Repeat the lines from the one containing "Place a point on the combine" through the one containing "<point>545,282</point>", inclusive, word for word.
## Begin Dataset rows
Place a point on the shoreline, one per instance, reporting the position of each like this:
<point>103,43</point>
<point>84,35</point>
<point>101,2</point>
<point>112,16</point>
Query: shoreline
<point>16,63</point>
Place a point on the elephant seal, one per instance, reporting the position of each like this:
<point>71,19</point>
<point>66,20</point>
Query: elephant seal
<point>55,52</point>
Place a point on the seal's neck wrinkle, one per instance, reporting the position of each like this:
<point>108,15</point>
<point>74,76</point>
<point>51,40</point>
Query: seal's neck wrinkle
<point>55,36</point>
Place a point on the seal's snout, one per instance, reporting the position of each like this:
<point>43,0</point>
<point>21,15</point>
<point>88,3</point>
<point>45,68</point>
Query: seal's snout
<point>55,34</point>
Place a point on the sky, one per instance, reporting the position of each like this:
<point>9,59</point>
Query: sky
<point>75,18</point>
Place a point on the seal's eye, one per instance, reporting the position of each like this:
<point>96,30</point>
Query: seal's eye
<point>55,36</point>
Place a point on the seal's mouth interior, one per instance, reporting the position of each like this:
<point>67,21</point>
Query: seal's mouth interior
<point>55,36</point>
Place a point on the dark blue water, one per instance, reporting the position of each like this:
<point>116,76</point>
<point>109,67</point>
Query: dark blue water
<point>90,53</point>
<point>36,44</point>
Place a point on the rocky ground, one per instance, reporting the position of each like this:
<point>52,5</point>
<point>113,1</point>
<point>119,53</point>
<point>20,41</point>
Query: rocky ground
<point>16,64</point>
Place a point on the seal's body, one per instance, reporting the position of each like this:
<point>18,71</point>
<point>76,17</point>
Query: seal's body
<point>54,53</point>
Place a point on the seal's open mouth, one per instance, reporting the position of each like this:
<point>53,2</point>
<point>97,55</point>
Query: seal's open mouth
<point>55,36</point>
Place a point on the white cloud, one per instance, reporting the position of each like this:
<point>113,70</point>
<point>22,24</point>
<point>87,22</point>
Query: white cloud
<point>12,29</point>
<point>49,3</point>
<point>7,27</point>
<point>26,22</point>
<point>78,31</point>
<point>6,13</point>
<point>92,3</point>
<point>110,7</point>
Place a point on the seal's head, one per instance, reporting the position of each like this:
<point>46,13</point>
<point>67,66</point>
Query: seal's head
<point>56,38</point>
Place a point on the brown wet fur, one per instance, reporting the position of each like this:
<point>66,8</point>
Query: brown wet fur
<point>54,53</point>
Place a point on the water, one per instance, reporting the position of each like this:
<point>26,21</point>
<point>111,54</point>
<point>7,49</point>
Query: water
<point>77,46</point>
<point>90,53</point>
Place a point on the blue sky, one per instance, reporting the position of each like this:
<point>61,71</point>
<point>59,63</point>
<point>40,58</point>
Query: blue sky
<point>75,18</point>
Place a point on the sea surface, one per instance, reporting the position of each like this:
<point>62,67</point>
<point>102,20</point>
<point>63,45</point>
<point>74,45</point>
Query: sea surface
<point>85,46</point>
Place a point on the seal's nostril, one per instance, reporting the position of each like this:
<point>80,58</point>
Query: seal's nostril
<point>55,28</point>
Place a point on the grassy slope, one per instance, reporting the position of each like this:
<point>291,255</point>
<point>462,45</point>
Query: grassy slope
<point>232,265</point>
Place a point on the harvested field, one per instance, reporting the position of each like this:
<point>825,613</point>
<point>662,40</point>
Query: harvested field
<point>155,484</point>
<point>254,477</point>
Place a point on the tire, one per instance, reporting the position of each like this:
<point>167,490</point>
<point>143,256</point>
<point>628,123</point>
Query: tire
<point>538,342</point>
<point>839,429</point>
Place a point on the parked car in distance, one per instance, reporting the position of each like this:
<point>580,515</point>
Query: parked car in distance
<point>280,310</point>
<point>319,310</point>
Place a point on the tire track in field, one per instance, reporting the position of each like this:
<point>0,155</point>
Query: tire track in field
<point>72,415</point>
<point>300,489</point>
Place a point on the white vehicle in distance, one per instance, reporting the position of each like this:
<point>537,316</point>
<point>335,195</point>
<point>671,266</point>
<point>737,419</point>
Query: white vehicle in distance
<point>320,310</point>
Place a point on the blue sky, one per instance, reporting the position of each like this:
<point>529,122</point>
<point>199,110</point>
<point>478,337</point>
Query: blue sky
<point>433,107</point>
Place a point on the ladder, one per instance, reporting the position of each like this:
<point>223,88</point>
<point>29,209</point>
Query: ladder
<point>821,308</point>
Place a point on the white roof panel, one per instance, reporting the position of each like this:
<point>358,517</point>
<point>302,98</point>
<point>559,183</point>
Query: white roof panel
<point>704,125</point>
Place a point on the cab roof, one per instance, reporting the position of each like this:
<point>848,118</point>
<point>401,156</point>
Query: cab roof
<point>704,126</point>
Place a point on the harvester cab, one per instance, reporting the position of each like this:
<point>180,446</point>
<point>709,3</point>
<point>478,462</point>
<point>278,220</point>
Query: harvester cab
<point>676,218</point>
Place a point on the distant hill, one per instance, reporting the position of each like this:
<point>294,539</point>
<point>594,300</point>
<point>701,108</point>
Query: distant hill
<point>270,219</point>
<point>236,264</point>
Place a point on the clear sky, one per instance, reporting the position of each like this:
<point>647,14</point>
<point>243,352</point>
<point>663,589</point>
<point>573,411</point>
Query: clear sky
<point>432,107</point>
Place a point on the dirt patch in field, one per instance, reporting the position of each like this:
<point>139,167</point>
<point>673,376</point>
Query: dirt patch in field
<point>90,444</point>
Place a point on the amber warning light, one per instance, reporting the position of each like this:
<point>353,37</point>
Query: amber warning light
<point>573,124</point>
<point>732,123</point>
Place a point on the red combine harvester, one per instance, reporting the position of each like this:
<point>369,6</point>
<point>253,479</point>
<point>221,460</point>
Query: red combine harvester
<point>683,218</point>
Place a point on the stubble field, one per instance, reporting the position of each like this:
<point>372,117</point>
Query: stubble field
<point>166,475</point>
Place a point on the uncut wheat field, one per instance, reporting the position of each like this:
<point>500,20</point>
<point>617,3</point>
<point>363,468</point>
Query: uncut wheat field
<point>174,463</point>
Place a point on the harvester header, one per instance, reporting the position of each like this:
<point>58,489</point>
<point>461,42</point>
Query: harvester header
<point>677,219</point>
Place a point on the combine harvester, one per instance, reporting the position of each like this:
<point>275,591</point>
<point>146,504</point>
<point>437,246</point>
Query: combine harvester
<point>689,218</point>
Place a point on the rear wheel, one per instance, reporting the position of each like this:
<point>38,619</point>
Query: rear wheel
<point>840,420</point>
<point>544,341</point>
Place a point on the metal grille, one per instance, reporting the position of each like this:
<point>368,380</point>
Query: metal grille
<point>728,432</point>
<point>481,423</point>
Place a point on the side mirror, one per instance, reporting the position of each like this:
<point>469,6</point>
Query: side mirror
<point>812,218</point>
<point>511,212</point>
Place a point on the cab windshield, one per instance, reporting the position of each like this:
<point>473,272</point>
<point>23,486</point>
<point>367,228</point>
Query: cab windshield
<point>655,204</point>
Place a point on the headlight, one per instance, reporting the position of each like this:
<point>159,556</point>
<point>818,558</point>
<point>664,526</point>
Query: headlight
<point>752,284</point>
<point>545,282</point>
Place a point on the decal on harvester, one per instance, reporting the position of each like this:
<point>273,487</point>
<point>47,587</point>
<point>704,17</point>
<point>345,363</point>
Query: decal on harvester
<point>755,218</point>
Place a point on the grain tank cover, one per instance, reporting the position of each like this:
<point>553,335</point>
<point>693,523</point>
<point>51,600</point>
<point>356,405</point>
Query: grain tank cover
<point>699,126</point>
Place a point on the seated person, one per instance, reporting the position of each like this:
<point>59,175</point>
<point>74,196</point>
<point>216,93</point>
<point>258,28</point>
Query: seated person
## End Dataset rows
- [Complete output]
Place a point on the combine harvester, one per instance, reporting the position of each like this:
<point>275,591</point>
<point>146,504</point>
<point>437,246</point>
Query: combine harvester
<point>689,218</point>
Place a point on the rear wheel, one per instance, reporting the position of each like this:
<point>38,619</point>
Query: rear wheel
<point>840,420</point>
<point>544,341</point>
Place a point on the metal grille, one per instance, reporting the position of each like this:
<point>368,380</point>
Query: metal grille
<point>728,432</point>
<point>481,423</point>
Place a point on the side mirror, one per instance, reporting the position of each like this:
<point>469,6</point>
Query: side mirror
<point>812,218</point>
<point>511,212</point>
Place a point on the cab windshield, one per instance, reporting the position of each like this:
<point>473,272</point>
<point>23,486</point>
<point>367,228</point>
Query: cab windshield
<point>655,204</point>
Place a point on the headlight, one per instance, reporting the position of each like this:
<point>159,556</point>
<point>818,558</point>
<point>664,526</point>
Query: headlight
<point>752,284</point>
<point>545,282</point>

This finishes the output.